▶ [Given instruction]: Write the next part of the mailing-list post about starting a copied PostgreSQL instance without Patroni, picking up right after its last words.

▶ [Passage]:

-=-=-=-=-

Will post there as well. Thank you. My thinking was to post here first
since I suspect the Patroni community will simply refer me back here given
that the PostgreSQL errors are originating directly from PostgreSQL.

>
> That being said, can you start the copied Postgres instance without
> using the Patroni instrumentation?
>

Yes, that is something I have been trying to do actually. But I hit a dead
end with the three errors above.

So what I did is to copy a single node's backed up copy of the data files
to */data/patroni* of the same node ( this is the psql data directory as
defined through patroni ) of the same node then ran this ( psql03 =
192.168.0.118 ):

# sudo su - postgres
$ /usr/pgsql-10/bin/postgres -D /data/patroni
--config-file=/data/patroni/postgresql.conf
--listen_addresses=192.168.0.118 --max_worker_processes=8
--max_locks_per_transaction=64 --wal_level=replica
--track_commit_timestamp=off --max_prepared_transactions=0 --port=5432
--max_replication_slots=10 --max_connections=100 --hot_standby=on
--cluster_name=postgres --wal_log_hints=on --max_wal_senders=10 -d 5

This resulted in one of the 3 messages above. Hence the post here. If I
can start a single instance, I should be fine since I could then 1)

-=-=-=-=-

▶ [Records from a point labeling set]:
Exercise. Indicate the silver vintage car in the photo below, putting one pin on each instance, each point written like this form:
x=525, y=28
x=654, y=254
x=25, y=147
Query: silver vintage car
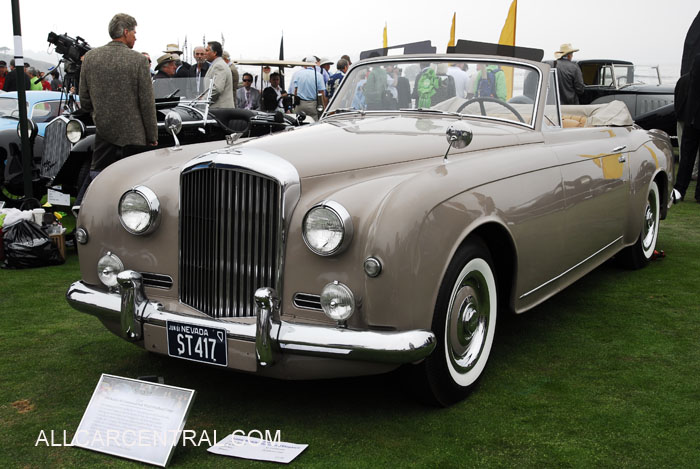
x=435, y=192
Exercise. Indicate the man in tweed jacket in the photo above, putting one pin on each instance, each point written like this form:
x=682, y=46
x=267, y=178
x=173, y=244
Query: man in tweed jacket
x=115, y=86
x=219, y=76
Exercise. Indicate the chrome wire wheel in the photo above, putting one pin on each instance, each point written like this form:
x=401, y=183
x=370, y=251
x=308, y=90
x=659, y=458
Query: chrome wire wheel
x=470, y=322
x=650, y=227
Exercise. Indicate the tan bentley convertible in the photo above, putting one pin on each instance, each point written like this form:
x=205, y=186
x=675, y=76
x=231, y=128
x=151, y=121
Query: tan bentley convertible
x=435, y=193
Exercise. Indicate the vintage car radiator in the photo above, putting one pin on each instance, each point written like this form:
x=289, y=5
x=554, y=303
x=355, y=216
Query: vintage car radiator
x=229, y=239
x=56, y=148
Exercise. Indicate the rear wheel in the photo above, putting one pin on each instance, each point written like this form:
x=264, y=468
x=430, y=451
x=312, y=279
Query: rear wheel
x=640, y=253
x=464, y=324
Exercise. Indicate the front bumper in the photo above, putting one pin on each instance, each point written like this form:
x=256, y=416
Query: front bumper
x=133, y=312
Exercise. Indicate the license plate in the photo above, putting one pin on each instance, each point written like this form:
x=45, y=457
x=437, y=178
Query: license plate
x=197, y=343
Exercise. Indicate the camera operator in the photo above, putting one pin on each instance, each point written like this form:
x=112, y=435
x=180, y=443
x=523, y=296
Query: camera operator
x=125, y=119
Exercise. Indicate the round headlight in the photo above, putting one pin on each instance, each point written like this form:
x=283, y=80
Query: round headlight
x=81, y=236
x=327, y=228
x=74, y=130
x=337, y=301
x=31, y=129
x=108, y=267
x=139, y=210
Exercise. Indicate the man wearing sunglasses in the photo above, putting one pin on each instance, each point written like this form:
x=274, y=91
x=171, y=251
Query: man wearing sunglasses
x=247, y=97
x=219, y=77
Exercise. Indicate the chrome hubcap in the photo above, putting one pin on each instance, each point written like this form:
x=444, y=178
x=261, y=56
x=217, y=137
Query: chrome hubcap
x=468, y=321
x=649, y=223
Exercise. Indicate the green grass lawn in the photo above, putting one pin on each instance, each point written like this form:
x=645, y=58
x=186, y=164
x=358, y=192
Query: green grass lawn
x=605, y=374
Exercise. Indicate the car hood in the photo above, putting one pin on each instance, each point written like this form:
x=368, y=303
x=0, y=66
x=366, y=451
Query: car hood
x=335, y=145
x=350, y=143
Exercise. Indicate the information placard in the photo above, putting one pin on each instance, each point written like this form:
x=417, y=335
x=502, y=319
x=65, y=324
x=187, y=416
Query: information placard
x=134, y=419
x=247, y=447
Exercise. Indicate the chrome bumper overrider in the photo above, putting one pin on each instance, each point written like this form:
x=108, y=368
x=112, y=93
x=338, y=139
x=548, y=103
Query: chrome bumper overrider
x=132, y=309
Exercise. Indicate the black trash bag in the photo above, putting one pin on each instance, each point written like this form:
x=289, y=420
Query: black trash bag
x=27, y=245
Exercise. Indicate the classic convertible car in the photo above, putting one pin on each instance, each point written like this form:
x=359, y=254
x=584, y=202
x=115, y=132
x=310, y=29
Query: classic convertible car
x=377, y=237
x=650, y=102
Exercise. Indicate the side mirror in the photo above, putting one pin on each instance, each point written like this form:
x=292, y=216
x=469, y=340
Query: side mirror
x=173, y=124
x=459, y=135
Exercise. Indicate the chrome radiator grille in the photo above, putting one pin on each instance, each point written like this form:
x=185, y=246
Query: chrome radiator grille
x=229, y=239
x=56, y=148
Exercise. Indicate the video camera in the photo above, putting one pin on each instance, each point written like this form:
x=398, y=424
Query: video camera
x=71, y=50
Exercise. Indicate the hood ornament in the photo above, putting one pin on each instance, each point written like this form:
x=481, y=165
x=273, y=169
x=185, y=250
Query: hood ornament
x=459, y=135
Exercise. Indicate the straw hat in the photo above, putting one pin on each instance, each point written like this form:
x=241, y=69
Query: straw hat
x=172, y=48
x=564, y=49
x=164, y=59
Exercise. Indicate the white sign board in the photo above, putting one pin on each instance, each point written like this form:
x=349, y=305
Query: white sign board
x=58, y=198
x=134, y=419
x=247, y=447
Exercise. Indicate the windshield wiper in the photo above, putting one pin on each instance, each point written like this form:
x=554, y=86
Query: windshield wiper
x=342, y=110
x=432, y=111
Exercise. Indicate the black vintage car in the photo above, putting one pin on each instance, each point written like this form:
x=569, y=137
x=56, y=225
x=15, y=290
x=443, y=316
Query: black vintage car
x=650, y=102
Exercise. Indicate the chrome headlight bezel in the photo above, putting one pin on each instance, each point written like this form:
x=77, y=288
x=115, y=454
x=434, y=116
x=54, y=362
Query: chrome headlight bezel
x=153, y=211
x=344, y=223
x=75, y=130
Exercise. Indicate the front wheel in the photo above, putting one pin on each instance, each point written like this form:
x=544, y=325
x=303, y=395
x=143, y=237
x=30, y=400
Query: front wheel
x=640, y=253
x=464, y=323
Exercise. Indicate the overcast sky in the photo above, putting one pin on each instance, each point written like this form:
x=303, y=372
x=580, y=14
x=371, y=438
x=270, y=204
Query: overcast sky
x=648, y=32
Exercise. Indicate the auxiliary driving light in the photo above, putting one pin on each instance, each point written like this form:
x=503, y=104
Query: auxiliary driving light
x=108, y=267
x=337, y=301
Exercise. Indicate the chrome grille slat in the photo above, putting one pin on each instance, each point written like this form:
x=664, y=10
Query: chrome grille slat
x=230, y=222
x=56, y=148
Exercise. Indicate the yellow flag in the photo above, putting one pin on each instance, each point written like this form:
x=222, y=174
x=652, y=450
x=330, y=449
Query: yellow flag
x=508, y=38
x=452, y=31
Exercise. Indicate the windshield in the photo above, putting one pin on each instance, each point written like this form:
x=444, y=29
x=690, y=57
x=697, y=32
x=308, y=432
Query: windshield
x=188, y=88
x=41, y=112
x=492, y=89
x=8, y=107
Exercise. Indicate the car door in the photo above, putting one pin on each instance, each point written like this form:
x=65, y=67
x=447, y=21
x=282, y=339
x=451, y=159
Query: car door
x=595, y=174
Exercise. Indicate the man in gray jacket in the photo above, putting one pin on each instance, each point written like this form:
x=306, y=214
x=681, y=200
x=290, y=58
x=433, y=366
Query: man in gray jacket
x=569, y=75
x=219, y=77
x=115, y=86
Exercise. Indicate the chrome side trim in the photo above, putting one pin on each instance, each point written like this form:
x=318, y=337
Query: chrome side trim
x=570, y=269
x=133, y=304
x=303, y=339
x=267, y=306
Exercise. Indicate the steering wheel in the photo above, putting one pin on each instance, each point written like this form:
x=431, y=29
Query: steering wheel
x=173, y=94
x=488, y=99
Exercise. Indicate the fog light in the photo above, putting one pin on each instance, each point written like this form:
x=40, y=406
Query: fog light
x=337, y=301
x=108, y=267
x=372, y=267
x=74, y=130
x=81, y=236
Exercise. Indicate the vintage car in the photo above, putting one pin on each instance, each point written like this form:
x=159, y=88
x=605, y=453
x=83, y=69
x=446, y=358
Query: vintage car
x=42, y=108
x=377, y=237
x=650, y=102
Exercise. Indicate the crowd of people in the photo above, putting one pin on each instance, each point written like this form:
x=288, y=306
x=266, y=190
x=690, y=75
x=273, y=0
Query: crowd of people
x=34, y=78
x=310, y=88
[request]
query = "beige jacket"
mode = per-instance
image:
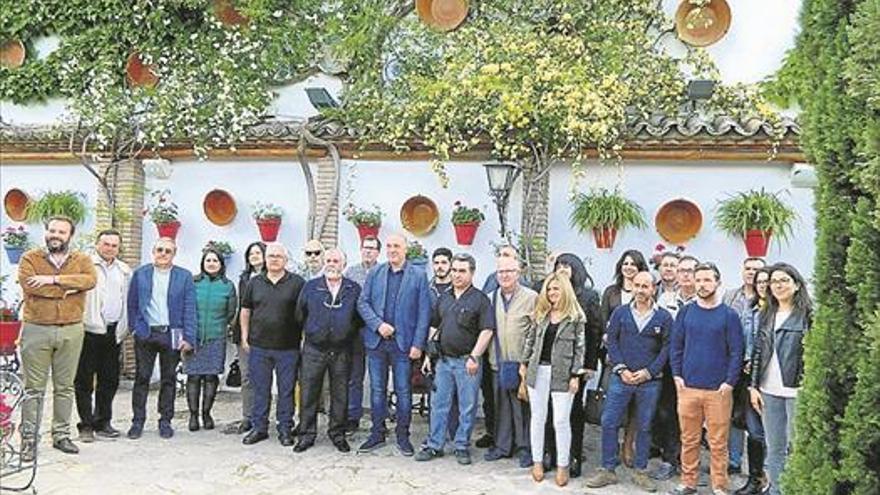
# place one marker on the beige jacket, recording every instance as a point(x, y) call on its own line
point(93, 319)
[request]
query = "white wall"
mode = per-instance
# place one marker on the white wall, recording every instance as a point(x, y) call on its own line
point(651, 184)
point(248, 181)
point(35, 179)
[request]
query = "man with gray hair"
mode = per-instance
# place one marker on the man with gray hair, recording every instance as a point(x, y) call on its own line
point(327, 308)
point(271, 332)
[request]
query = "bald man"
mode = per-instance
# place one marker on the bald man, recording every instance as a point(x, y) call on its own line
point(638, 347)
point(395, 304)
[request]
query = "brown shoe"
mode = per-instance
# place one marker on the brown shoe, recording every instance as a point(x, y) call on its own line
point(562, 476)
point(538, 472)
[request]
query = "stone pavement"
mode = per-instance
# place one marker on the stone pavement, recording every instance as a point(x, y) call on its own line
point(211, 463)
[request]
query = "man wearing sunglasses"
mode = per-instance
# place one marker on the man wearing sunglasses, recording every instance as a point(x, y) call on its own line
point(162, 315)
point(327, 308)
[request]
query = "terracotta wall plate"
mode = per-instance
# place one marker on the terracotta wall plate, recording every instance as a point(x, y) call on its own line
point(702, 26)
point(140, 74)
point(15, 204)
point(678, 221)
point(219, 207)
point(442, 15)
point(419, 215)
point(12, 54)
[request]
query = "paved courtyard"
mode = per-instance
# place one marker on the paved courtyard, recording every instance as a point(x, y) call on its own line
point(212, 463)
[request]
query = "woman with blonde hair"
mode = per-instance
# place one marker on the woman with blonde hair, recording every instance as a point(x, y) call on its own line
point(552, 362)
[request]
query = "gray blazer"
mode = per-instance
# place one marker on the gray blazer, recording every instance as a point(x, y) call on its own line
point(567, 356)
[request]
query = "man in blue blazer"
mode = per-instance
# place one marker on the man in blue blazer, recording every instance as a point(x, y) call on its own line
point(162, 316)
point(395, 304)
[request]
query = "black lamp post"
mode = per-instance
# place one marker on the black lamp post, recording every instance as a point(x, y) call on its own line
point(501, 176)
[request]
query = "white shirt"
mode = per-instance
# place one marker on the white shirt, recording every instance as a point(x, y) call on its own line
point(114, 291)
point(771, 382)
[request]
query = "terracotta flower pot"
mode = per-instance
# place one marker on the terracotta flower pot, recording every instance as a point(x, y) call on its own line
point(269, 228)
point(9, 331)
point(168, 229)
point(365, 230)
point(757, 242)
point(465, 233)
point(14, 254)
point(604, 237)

-=-=-=-=-

▶ [Response to this exercise]:
replicate over to the other two or 2) simply take a dump, reinitialize all
the databases then restore the dump.

Using the above procedure I get one of three error messages when using the
data files of each node:

[ PSQL01 ]
postgres: postgres: startup process waiting for 000000010000000000000008

[ PSQL02 ]
PANIC:replicationcheckpointhas wrong magic 0 instead of 307747550

[ PSQL03 }
FATAL:syntax error inhistory file:f2W

And I can't start any one of them.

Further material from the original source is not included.